Activity 1:
Quote the passage of the congressional bribery article that starts at the words "Do Congressional Bribes" and ends after "just the same...".
Activity 2:
In the congressional bribery article, what is the title of Jack Abramoff's post-prison book?

Page excerpt:
****
Do Congressional Bribes Actually Result In Bad Policies? Oy
It's beyond outrageous that our elected officials get to write the rules that govern their own behavior even to the point of twisting the meaning of bribery to exclude their own most basic criminality. Jack Abramoff, the Republican Party operative who went to prison for bribing dozens of Republican congressmen-- none of whom joined him behind bars-- explained DC bribery succinctly in his post-prison tome, Capitol Punishment:
[C]ontributions from parties with an interest in legislation are really nothing but bribes. Sure, it's legal for the most part. Sure, everyone in Washington does it. Sure it's the way the system works. It's one of Washington's dirty little secrets-- but it's bribery just the same...
Simple and straight-forward... unlike the statutes that are basically written by corrupt congressmen to protect themselves from prosecution and allow themselves to continue taking billions of dollars in bribes to finance their careers in return for serving the special interests (i.e.- bribers) at the expense and to the detriment of their own constituents. And yes, this is the true meaning of Washington "bipartisanship." This past weekend the Chicago Tribune and New York Times took up the case of how toxic home products are regulated by Congress to benefit not consumers but campaign donors from the toxic home products manufacturers and distributors.
The average American baby is born with 10 fingers, 10 toes and the highest recorded levels of flame retardants among infants in the world. The toxic chemicals are present in nearly every home, packed into couches, chairs and many other products. Two powerful industries-- Big Tobacco and chemical manufacturers-- waged deceptive campaigns that led to the proliferation of these chemicals, which don’t even work as promised.
Nick Kristof in the Times tried to make sense out of the Tribune research and to put it into context. He calls it a superb "case study of everything that is wrong with money politics."
****
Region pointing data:
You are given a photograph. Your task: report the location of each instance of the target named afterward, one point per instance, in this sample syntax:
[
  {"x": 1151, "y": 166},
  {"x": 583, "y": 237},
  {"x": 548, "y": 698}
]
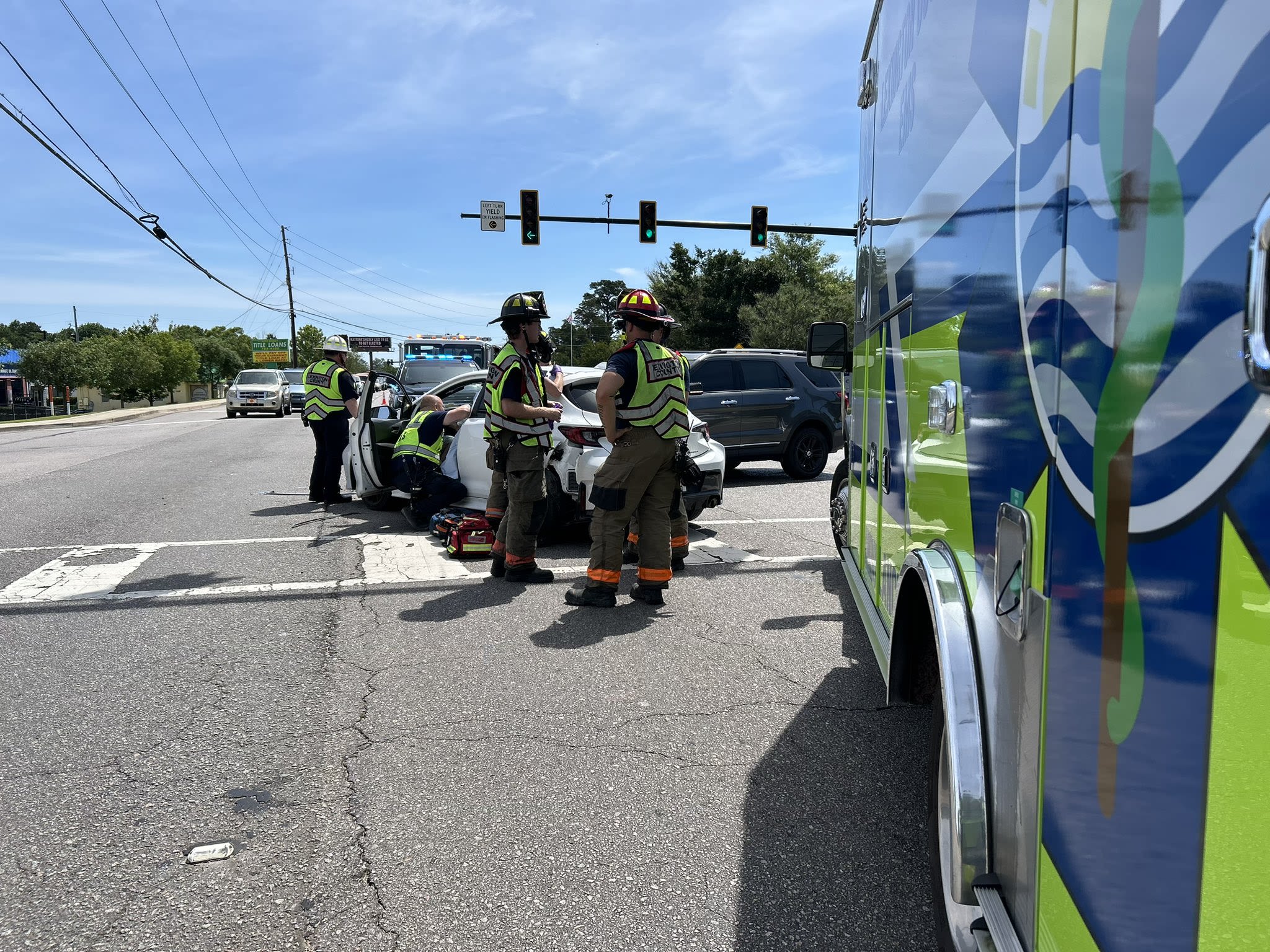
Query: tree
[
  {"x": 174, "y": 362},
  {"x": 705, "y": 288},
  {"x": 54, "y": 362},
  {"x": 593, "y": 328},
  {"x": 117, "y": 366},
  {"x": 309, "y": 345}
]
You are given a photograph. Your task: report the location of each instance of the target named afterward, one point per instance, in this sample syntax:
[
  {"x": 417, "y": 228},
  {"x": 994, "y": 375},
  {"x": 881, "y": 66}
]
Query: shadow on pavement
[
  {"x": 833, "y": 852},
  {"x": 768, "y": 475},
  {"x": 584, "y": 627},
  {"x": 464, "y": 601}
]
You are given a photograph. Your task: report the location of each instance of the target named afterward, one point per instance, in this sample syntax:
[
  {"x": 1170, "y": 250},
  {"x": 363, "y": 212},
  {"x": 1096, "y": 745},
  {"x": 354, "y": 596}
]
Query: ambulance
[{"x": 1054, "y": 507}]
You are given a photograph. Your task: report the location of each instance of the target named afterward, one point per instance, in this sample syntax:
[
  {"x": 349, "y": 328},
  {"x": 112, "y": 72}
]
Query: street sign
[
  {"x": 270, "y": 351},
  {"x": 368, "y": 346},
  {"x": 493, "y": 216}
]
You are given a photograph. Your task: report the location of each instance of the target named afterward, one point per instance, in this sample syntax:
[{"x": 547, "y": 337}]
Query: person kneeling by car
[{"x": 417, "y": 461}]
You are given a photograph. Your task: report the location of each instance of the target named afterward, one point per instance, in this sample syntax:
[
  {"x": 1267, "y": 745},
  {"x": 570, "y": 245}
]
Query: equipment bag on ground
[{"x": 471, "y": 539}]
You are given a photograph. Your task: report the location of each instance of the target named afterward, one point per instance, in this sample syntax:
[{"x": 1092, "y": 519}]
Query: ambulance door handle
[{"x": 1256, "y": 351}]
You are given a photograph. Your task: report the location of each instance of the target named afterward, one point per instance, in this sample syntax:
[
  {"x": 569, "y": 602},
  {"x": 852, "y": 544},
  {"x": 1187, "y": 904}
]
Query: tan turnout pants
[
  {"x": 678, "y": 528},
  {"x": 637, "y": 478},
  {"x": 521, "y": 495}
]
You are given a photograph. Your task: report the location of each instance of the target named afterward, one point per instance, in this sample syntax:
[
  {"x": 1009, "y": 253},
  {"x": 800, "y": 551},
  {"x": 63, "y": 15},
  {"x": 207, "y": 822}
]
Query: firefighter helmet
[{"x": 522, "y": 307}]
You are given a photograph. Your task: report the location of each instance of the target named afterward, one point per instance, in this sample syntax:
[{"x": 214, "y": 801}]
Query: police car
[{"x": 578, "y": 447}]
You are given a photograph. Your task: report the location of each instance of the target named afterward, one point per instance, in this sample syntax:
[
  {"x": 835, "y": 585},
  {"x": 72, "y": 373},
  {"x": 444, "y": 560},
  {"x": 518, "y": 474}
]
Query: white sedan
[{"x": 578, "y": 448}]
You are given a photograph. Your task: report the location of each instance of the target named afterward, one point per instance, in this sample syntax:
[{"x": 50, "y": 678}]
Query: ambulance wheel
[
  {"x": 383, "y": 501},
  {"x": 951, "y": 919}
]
****
Response box 1:
Do Congressional Bribes Actually Result In Bad Policies? Oy
It's beyond outrageous that our elected officials get to write the rules that govern their own behavior even to the point of twisting the meaning of bribery to exclude their own most basic criminality. Jack Abramoff, the Republican Party operative who went to prison for bribing dozens of Republican congressmen-- none of whom joined him behind bars-- explained DC bribery succinctly in his post-prison tome, Capitol Punishment:
[C]ontributions from parties with an interest in legislation are really nothing but bribes. Sure, it's legal for the most part. Sure, everyone in Washington does it. Sure it's the way the system works. It's one of Washington's dirty little secrets-- but it's bribery just the same...

Response box 2:
Capitol Punishment